Supplied information »
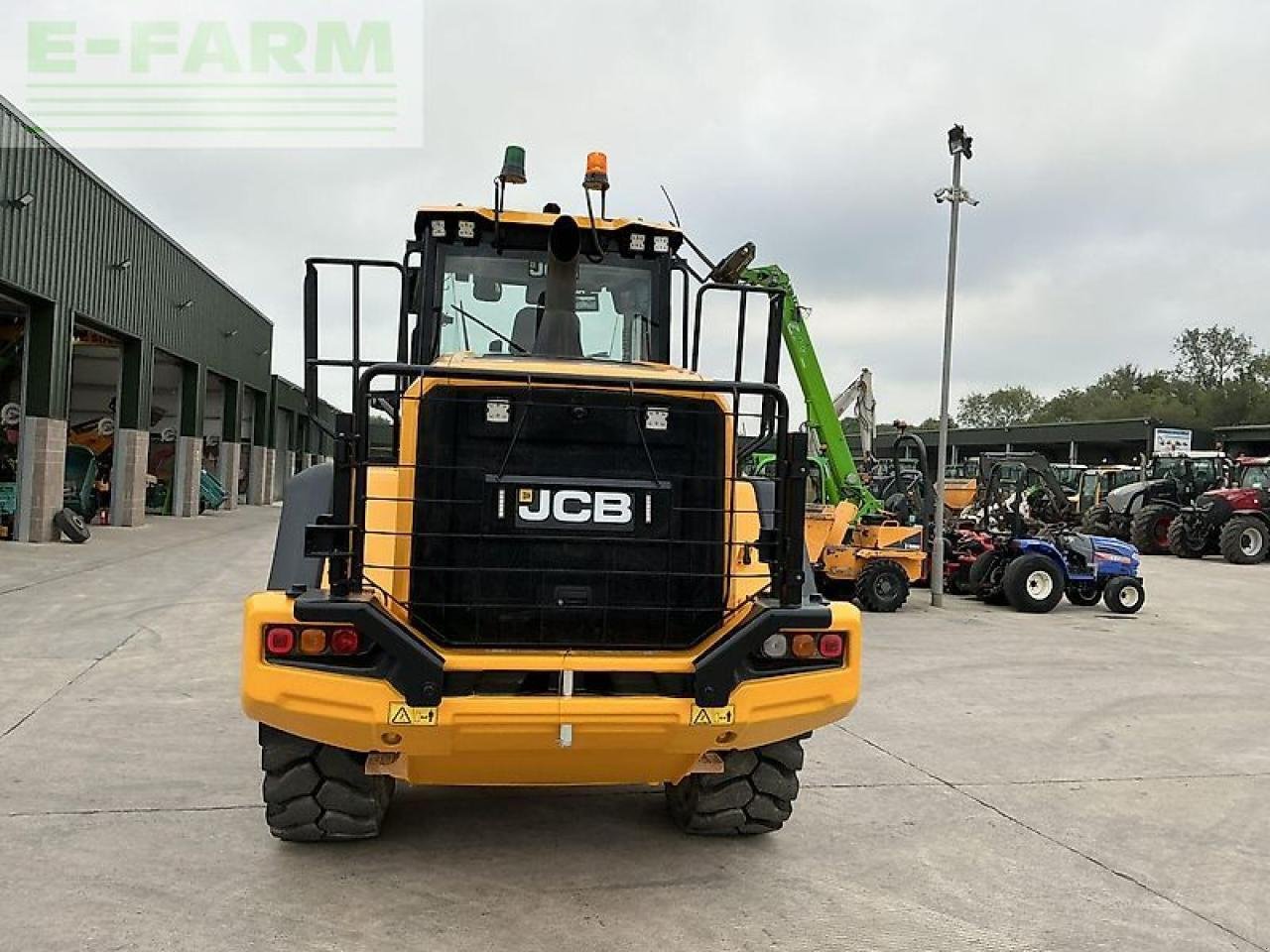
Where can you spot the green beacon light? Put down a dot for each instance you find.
(513, 167)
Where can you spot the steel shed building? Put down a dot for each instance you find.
(121, 356)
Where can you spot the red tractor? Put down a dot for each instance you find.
(1232, 522)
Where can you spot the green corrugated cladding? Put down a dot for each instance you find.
(64, 248)
(303, 433)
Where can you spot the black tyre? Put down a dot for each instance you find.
(957, 581)
(754, 793)
(318, 792)
(1245, 539)
(1148, 531)
(71, 525)
(834, 589)
(1033, 584)
(1124, 594)
(881, 587)
(1185, 540)
(1096, 521)
(1084, 595)
(984, 575)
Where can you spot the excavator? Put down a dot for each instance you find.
(857, 548)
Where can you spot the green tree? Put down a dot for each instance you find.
(998, 408)
(1210, 357)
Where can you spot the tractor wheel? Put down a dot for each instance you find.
(1183, 540)
(71, 525)
(1124, 594)
(881, 587)
(1245, 539)
(1150, 530)
(318, 792)
(983, 575)
(957, 583)
(1086, 595)
(754, 793)
(1033, 584)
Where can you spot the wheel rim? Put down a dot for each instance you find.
(1039, 585)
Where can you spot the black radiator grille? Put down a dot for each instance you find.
(634, 561)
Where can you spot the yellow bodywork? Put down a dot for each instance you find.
(517, 740)
(860, 543)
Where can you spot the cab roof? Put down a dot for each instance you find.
(543, 220)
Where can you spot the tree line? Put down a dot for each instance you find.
(1219, 379)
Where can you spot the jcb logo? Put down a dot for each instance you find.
(574, 507)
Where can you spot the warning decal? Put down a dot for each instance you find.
(405, 716)
(712, 716)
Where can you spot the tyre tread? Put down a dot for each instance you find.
(318, 792)
(753, 794)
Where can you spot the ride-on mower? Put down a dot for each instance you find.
(1141, 512)
(1230, 522)
(558, 571)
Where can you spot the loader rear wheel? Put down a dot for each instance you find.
(1183, 542)
(1150, 530)
(1245, 539)
(318, 792)
(881, 587)
(753, 794)
(71, 525)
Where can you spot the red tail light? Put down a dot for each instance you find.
(280, 642)
(830, 645)
(344, 642)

Directions for this task » Every entry belongs in the answer exactly as written, but no picture does.

Output »
Where can you spot the green beacon light? Put down a dot for each instance you find.
(513, 167)
Where can you spot the steel shed building? Put down a dot for each instance you find.
(121, 356)
Where can you spot the red tractor? Put down a dot for each instance you find.
(1232, 522)
Where can you spot the green corrugated cladding? Put down a dot for each instance you find.
(64, 248)
(303, 433)
Where can you spot the black tyre? Put down a dot for each instance you find.
(957, 581)
(754, 793)
(318, 792)
(1245, 539)
(1148, 531)
(71, 525)
(834, 589)
(1033, 584)
(1124, 594)
(881, 587)
(1185, 540)
(1096, 521)
(1084, 595)
(984, 575)
Where can you spot the excavator? Put down a dot for each instance you find.
(857, 548)
Where can you spot the green tree? Put down a dot for each instance you find.
(998, 408)
(1210, 357)
Where can you spot the tractor wheel? Put down a dot for each instance you find.
(1183, 540)
(71, 525)
(1124, 594)
(881, 587)
(1245, 539)
(1150, 530)
(318, 792)
(983, 575)
(957, 583)
(1086, 595)
(754, 793)
(1033, 584)
Where can you spot the wheel rim? Put down a dot for each instance you find.
(1039, 585)
Where can you spot the black radiator grille? Put down a dot for each instance you find.
(634, 561)
Where can you spot the yellow bodywork? Put down a dot for each instance you find.
(517, 740)
(860, 543)
Where can you spot the cab roof? Put down a dot for each instance you find.
(543, 220)
Where can you spot the tree line? Put down a dot for each instance you find.
(1219, 379)
Where can you spot the jcb logo? Put down a dot for each instance you find.
(574, 507)
Where can you spot the warning decal? Put down a dot for each instance you find.
(405, 716)
(712, 716)
Where can you spot the tyre tread? Put down a dot for each instance you find.
(318, 792)
(753, 794)
Where can you spot the ride-on mower? Put down a dot for each instance you find.
(1141, 512)
(1230, 522)
(558, 571)
Where can you spot the loader rear wheel? Put down a dot for each instance you find.
(1183, 542)
(1150, 530)
(1245, 539)
(318, 792)
(881, 587)
(753, 794)
(71, 525)
Where can you spot the red tail light? Put down a dot for each instance you find.
(280, 642)
(830, 645)
(344, 642)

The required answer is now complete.